## Exercise
Nothing but the lines below between the line holding "Target: snow-covered tree canopy" and the line holding "Target: snow bank", inclusive, should appear in the answer, each set down exactly.

## Task data
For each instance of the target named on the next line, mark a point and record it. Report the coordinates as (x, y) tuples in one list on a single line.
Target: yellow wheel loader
---
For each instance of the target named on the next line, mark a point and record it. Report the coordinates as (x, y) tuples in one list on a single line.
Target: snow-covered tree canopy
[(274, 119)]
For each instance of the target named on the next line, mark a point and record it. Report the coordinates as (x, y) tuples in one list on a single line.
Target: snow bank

## Answer to this problem
Target: snow-covered tree canopy
[(274, 119)]
For each instance of the target named on the next line, mark a point and record it. Report the coordinates as (x, y) tuples in one list on a single line.
Target: snow bank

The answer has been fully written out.